**WHAT YOU HAVE TO DO**
Please render the stretch from the line containing "formatted like (236,88)" through the line containing "Target: gray hair", both ends included, as a JSON list of strings with one string per line and blank lines left out.

** START TASK INPUT **

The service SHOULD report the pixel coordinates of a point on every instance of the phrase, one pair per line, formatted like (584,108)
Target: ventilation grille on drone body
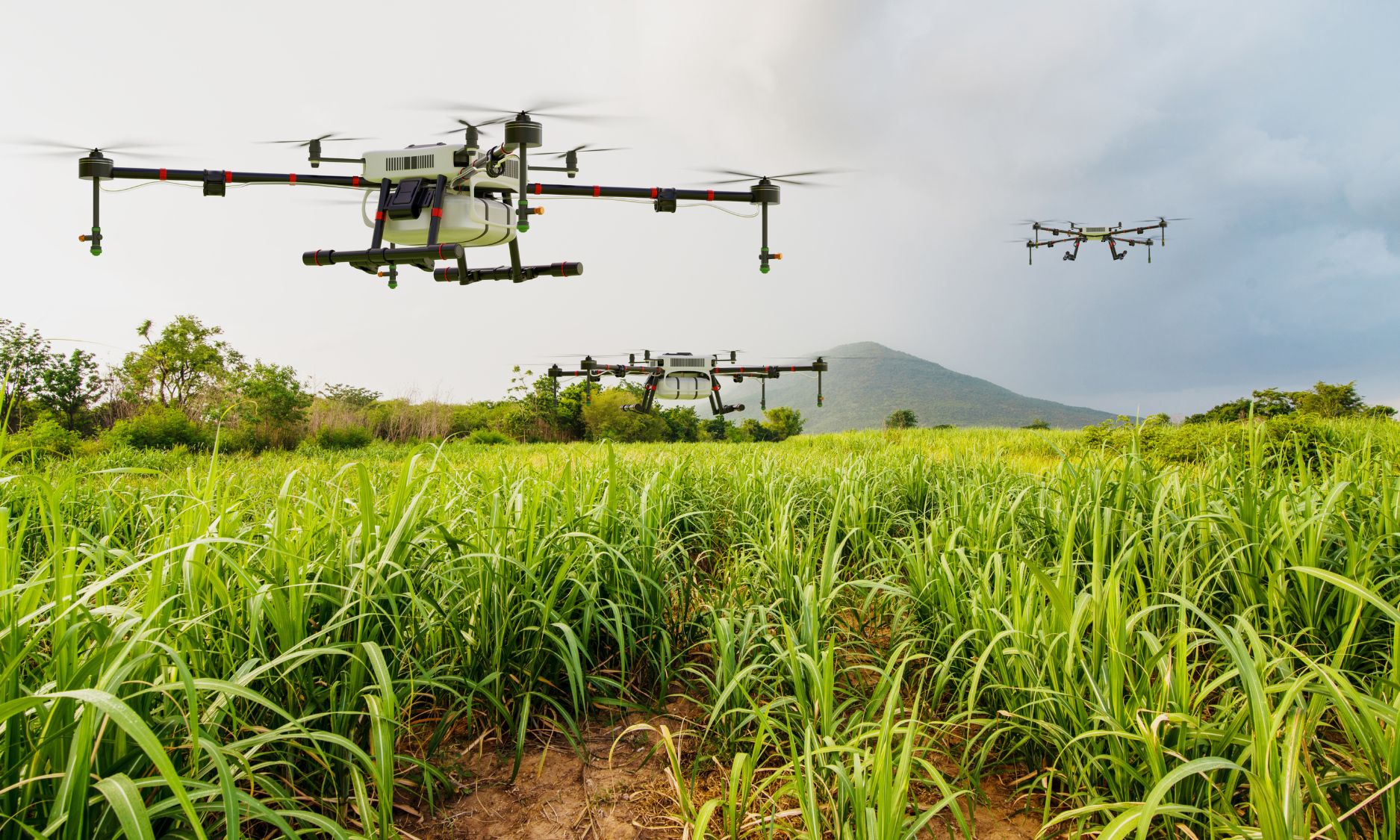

** END TASK INPUT **
** START TASK INPUT **

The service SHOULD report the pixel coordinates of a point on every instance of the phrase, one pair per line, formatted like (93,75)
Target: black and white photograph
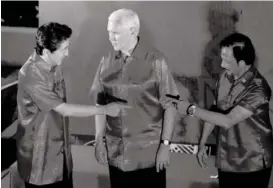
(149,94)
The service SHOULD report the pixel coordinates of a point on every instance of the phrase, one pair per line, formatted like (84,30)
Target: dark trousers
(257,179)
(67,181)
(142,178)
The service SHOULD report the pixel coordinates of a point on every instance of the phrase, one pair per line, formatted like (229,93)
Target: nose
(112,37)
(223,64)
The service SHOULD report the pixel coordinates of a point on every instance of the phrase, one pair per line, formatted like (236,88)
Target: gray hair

** END TASK INPUT **
** START TASK INPUT **

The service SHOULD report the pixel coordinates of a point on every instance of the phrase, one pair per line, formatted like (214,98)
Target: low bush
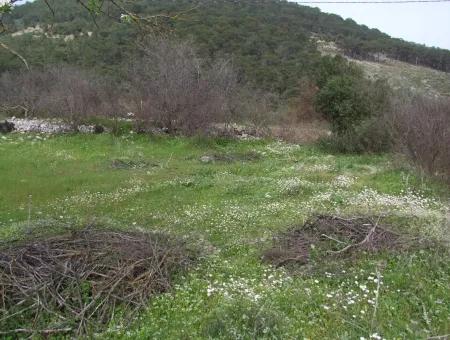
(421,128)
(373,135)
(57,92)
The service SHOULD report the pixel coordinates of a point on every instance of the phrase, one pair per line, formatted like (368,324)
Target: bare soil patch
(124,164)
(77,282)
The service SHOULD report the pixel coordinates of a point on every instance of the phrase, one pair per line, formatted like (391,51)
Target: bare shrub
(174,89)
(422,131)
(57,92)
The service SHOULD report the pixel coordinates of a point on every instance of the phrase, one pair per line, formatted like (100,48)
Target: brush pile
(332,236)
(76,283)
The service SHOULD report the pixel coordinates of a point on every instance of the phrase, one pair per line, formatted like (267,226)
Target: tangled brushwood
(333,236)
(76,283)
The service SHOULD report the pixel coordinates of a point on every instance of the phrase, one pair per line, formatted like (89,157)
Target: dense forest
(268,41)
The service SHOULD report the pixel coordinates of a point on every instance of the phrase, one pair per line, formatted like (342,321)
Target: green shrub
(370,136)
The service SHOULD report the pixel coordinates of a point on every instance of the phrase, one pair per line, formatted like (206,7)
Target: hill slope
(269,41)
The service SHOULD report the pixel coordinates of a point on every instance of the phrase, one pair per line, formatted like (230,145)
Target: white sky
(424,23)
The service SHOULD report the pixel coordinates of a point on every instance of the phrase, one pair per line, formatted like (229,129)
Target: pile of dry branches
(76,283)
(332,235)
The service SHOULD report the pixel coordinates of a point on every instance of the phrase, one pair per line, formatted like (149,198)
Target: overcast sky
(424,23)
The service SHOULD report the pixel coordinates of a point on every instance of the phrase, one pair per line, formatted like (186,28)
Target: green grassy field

** END TASK INPUT **

**TASK RESPONSE**
[
  "The service SHOULD report the pixel coordinates of a point on every instance of the phrase, one pair per line, formatted like (236,88)",
  "Target: gray hair"
]